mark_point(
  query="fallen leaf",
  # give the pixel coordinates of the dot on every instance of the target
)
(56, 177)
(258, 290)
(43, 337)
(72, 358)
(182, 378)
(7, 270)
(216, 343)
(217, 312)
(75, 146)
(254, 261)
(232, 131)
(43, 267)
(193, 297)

━━━━━━

### What you will do
Rewrite the records above, substituting "dry leaf" for every occurrence of "fallen leaf" and leaving everything else unchanged.

### Response to the task
mark_point(
  query="dry leaf",
  # give the pixel coordinates of the dot on every instance of the target
)
(56, 177)
(258, 290)
(43, 337)
(72, 358)
(182, 378)
(7, 270)
(216, 343)
(217, 312)
(75, 146)
(254, 261)
(232, 131)
(43, 267)
(193, 297)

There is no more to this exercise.